◆ To be done:
Gather every line in the entries below that contains the string "rear" and copy each one out. Case counts: uppercase and lowercase letters do not match each other.

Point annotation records
[start]

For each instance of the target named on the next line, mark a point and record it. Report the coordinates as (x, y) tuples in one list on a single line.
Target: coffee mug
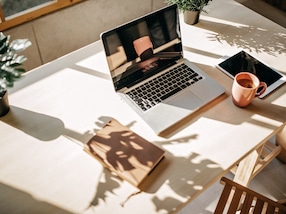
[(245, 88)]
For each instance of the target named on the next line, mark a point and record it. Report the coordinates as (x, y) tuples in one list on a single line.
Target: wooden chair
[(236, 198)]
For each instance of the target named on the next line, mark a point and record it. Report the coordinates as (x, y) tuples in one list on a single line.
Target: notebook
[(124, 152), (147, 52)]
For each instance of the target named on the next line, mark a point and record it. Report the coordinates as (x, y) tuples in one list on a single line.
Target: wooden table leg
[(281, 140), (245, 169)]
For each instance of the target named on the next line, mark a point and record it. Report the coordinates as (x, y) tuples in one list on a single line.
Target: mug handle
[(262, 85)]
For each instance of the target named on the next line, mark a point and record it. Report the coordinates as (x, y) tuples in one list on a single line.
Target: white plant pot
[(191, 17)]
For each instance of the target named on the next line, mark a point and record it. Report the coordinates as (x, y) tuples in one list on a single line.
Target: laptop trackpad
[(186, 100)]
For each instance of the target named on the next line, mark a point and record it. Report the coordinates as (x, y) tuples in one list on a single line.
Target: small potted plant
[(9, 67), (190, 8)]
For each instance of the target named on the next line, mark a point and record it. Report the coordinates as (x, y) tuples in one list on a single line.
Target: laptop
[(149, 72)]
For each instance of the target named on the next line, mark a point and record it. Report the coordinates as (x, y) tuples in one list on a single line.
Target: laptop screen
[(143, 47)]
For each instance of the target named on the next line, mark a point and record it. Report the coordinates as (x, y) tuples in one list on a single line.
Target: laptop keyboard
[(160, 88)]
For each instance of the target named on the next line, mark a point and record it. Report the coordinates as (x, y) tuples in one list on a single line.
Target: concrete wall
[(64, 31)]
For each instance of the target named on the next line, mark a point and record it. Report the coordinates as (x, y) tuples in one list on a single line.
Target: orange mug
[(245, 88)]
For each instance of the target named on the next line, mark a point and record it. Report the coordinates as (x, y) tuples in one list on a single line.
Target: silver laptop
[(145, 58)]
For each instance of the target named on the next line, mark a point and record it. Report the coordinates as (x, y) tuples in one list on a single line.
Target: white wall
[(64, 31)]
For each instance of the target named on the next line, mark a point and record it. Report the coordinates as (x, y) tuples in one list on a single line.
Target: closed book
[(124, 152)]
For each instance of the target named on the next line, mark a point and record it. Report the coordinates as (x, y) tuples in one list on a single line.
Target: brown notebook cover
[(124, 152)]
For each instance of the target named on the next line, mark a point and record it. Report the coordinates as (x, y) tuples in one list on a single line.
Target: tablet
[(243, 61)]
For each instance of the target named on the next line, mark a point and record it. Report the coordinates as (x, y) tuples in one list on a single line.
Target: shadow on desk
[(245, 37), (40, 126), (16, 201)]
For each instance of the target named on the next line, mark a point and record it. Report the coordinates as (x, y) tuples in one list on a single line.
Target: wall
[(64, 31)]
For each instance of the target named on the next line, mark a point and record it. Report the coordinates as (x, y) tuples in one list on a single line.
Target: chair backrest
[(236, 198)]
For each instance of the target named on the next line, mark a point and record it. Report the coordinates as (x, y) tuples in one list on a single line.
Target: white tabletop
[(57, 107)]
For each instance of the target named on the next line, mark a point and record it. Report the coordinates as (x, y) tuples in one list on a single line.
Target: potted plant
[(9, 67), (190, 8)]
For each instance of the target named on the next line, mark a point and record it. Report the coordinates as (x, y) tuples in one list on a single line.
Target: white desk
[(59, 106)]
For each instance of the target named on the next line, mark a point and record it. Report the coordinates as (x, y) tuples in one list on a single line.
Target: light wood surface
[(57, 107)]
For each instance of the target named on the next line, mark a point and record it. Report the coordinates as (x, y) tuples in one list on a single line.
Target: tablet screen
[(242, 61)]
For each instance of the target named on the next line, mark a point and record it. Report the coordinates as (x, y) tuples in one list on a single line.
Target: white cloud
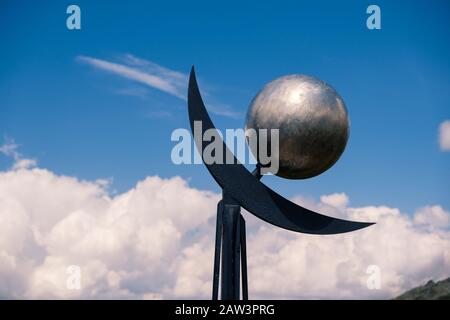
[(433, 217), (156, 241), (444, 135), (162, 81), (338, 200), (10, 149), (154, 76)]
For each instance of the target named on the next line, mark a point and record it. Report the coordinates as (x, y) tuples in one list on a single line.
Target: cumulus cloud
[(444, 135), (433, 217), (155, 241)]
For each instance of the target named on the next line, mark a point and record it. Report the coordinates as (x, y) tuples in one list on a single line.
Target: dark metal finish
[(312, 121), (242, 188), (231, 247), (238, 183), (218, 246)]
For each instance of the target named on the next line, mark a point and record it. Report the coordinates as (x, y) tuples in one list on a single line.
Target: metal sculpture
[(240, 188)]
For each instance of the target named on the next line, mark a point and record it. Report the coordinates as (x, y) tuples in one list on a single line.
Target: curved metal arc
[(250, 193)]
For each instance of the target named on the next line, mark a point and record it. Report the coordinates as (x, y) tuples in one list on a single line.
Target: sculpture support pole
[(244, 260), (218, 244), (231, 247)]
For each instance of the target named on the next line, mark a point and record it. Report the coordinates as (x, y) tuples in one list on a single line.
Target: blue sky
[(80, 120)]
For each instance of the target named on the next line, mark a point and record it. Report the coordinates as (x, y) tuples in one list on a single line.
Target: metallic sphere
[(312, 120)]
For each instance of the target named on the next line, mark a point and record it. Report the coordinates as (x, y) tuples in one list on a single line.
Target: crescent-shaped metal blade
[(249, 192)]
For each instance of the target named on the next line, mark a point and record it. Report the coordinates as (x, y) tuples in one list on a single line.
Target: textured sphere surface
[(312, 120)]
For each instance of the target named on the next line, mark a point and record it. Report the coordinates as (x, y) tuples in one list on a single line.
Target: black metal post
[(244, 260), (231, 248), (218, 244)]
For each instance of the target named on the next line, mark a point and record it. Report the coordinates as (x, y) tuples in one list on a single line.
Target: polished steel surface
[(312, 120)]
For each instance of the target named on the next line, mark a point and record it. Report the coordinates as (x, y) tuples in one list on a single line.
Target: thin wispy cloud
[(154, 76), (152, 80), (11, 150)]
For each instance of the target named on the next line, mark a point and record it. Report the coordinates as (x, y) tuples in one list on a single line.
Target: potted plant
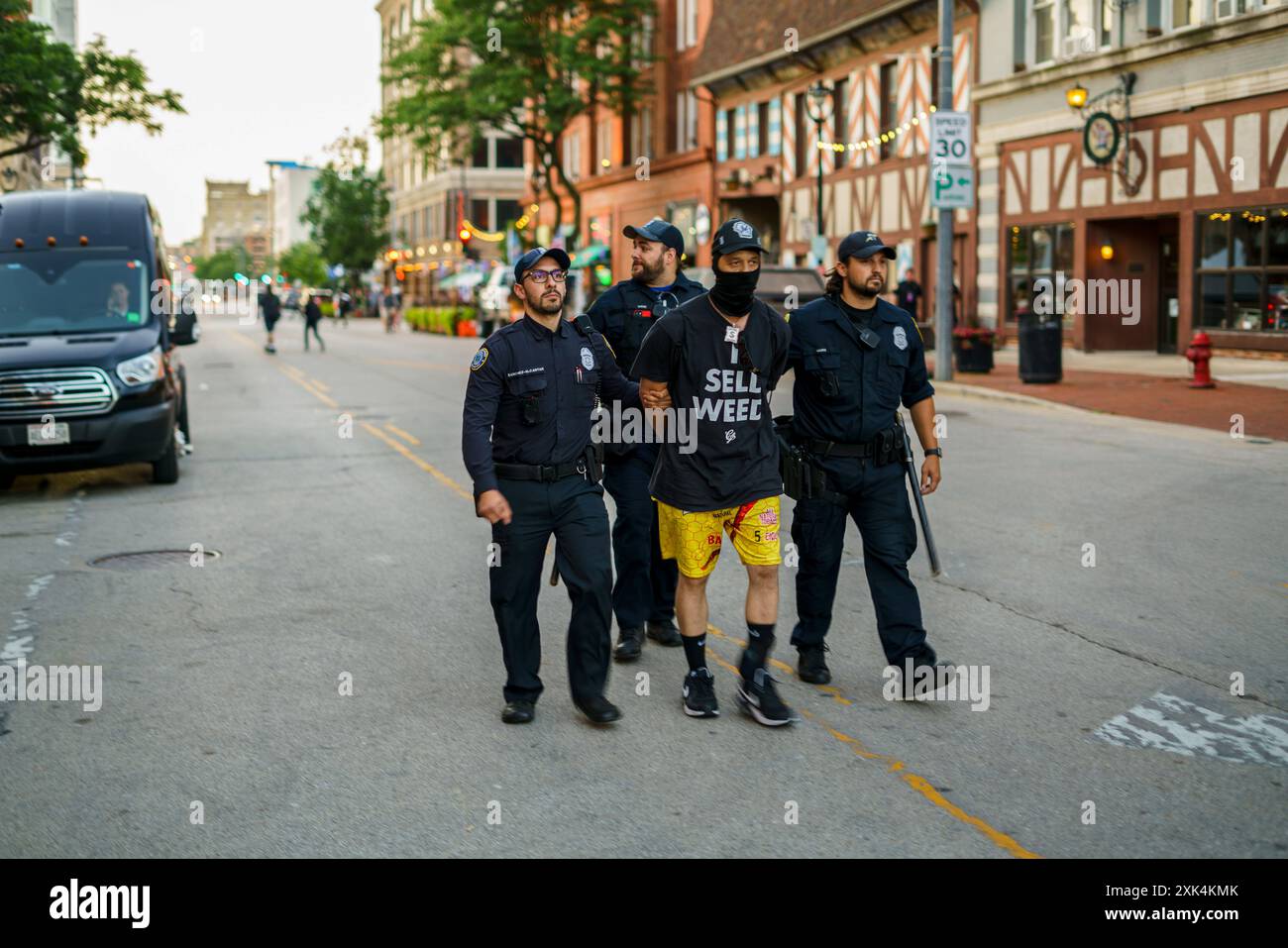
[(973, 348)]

[end]
[start]

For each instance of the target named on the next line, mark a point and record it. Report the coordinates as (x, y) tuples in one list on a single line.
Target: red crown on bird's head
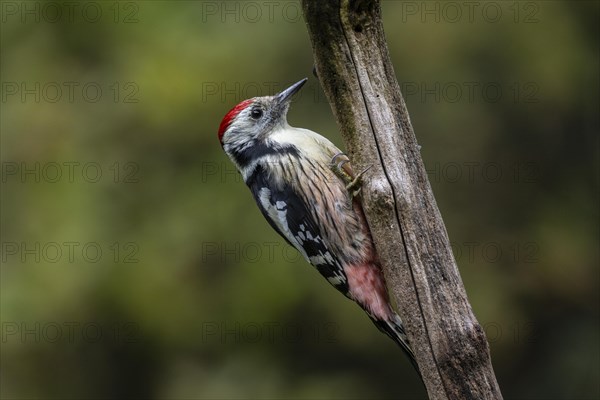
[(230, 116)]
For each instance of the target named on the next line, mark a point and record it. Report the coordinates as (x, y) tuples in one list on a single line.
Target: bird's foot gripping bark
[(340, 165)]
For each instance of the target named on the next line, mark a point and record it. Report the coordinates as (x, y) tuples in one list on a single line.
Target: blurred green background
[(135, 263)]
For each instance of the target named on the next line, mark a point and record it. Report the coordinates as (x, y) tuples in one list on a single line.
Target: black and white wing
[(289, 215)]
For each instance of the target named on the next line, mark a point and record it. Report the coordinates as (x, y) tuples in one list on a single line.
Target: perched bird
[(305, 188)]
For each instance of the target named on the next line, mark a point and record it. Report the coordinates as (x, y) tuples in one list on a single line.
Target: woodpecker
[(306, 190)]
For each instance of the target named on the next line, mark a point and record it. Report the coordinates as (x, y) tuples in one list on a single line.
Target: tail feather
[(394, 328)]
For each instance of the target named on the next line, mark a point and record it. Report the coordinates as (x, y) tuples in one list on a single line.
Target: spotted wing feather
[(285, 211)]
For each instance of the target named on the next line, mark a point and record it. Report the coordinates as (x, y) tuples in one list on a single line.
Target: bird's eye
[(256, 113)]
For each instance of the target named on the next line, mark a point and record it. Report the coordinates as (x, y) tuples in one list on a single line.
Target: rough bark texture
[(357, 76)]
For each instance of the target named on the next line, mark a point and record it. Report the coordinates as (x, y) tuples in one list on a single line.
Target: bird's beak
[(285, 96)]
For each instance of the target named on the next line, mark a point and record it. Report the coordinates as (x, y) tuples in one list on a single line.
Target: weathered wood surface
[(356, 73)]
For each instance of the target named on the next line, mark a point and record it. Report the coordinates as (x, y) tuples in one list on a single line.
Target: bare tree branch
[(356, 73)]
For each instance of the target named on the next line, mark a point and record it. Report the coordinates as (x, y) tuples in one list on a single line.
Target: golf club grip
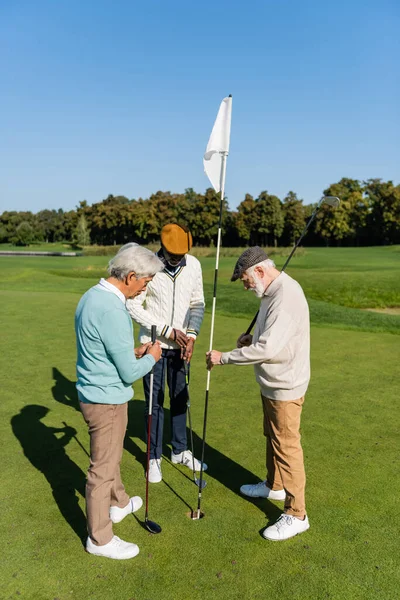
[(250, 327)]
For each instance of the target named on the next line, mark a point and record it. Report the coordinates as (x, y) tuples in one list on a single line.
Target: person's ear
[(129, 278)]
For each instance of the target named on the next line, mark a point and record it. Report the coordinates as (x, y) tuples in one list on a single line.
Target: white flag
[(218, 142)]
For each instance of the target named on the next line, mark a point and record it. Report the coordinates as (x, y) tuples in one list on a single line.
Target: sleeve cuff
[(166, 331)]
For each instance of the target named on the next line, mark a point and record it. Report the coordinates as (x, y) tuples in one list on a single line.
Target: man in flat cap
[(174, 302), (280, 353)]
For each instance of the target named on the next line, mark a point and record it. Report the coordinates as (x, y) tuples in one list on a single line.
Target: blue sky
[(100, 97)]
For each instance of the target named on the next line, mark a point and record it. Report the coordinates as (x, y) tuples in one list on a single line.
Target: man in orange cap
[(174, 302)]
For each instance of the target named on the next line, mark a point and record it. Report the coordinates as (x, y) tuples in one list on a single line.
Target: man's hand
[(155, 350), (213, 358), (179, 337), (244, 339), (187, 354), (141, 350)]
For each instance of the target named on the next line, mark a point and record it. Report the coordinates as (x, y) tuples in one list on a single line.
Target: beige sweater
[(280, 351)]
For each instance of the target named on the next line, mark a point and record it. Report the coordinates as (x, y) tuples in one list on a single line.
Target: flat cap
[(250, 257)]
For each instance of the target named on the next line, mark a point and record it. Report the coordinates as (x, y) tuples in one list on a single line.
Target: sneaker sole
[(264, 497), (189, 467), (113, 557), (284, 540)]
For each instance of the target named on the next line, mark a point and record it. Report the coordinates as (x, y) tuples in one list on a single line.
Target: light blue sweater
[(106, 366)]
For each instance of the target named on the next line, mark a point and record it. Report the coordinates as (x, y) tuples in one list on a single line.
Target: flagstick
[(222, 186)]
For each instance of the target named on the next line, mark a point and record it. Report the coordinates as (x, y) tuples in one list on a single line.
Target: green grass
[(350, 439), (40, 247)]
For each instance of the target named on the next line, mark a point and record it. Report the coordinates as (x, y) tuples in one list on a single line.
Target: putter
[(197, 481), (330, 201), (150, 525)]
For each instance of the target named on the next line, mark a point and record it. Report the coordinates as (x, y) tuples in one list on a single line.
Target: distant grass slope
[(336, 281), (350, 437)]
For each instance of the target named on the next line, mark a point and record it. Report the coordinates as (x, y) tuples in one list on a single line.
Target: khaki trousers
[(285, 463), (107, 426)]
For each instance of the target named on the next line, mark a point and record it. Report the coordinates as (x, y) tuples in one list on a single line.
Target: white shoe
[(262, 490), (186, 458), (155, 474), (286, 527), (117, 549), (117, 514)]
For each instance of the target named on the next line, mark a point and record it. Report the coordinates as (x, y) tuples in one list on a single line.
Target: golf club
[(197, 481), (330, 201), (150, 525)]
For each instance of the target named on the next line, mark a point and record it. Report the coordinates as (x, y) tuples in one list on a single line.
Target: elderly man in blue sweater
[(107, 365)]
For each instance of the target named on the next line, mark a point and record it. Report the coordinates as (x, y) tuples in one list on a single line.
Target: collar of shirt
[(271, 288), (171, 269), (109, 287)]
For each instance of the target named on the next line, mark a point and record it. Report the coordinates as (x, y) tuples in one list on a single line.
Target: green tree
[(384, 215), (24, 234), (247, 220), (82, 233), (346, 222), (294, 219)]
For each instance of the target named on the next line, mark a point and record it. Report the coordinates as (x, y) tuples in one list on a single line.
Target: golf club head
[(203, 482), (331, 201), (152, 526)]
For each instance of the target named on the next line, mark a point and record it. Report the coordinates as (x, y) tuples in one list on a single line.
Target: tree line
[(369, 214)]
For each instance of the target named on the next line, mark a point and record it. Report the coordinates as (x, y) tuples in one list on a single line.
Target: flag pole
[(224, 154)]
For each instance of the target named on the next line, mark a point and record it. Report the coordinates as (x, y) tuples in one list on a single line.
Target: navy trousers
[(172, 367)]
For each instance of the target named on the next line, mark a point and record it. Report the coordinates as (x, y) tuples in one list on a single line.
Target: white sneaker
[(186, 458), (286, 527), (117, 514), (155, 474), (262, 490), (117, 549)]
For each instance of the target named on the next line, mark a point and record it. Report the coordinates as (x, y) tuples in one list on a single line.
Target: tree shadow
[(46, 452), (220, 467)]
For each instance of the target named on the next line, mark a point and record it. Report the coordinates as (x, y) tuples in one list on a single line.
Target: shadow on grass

[end]
[start]

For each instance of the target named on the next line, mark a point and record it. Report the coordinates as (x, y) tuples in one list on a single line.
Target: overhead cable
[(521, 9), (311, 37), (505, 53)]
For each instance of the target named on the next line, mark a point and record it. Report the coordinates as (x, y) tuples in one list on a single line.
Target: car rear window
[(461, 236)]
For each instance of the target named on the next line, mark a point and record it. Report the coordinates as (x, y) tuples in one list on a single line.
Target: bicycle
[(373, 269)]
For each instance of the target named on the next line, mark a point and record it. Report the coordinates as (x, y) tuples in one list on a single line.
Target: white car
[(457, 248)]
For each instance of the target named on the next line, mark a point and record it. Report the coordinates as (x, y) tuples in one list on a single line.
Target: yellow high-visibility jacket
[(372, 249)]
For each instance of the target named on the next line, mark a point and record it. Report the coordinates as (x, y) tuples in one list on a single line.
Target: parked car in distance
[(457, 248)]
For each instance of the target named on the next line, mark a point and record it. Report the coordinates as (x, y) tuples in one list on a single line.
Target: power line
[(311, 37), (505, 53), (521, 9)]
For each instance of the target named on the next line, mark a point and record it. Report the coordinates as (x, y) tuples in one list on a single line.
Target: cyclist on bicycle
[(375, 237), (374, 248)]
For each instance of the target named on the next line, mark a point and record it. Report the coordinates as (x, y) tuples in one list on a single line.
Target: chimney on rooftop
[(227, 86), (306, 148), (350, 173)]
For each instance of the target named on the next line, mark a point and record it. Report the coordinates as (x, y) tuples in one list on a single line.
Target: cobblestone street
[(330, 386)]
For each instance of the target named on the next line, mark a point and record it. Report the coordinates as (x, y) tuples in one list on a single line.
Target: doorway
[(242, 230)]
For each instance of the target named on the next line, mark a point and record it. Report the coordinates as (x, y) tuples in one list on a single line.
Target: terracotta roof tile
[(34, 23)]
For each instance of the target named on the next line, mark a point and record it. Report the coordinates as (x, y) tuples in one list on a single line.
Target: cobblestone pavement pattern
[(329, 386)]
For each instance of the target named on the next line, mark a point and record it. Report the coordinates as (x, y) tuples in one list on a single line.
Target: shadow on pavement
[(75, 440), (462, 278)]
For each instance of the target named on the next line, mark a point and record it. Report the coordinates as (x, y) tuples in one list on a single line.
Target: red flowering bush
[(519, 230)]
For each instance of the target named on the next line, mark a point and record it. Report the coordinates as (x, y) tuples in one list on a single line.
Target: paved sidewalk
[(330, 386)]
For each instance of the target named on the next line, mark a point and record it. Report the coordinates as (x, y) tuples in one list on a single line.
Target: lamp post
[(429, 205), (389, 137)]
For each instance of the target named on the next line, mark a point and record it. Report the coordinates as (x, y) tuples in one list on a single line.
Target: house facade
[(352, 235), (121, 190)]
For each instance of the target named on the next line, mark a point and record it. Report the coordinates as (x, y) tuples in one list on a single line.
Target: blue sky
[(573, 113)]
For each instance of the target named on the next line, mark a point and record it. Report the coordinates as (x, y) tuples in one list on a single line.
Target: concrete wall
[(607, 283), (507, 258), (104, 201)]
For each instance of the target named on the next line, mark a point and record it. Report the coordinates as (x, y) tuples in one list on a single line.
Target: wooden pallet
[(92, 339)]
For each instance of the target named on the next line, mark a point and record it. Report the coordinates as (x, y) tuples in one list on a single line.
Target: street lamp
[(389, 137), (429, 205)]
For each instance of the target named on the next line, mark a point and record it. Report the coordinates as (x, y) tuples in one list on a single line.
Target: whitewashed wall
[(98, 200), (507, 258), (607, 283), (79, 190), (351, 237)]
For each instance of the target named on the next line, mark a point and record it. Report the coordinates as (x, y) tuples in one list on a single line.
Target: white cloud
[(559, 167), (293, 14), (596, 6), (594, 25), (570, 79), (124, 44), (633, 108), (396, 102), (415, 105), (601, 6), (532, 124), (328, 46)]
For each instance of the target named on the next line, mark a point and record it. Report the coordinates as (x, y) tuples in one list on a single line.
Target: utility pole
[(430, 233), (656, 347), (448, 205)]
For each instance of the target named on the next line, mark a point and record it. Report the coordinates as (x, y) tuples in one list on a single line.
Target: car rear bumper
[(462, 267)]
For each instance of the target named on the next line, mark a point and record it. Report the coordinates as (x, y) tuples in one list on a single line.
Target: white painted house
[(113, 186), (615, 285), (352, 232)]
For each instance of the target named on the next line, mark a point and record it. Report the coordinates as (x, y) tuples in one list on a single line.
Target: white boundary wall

[end]

◆ Response to this exercise:
Target: car rear window
Target: car rear bumper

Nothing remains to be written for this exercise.